Rename every "small dome" in the data below to "cupola". Keep everything else as it is.

Outline labeling data:
====================

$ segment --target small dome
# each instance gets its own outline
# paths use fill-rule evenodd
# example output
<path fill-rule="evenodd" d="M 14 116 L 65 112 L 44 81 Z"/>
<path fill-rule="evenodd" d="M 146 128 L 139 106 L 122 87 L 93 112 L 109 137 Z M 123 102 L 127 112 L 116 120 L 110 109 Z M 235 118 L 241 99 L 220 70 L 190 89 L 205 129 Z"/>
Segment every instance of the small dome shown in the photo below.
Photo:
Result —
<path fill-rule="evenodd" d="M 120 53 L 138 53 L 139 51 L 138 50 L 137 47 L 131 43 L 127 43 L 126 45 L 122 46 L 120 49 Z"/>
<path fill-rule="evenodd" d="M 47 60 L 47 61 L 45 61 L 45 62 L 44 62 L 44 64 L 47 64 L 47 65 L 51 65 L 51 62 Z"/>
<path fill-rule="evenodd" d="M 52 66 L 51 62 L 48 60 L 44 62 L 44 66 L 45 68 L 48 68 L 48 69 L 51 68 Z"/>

====================

**EXPECTED ANSWER:**
$ segment --target cupola
# each instance gets its own outline
# paths use fill-rule evenodd
# example output
<path fill-rule="evenodd" d="M 14 116 L 65 112 L 44 81 Z"/>
<path fill-rule="evenodd" d="M 146 128 L 139 106 L 122 87 L 93 112 L 109 137 Z M 123 102 L 127 112 L 116 120 L 110 109 Z M 235 118 L 241 99 L 220 70 L 190 89 L 205 129 Z"/>
Segment every instance of the cupola shown in the photo below.
Photo:
Result —
<path fill-rule="evenodd" d="M 120 53 L 138 53 L 139 51 L 138 50 L 137 47 L 131 43 L 127 43 L 126 45 L 122 46 L 120 49 Z"/>
<path fill-rule="evenodd" d="M 47 60 L 47 61 L 45 61 L 45 62 L 44 62 L 44 64 L 47 64 L 47 65 L 51 65 L 51 62 Z"/>
<path fill-rule="evenodd" d="M 52 66 L 51 62 L 48 60 L 44 62 L 44 66 L 45 68 L 48 68 L 48 69 L 51 68 Z"/>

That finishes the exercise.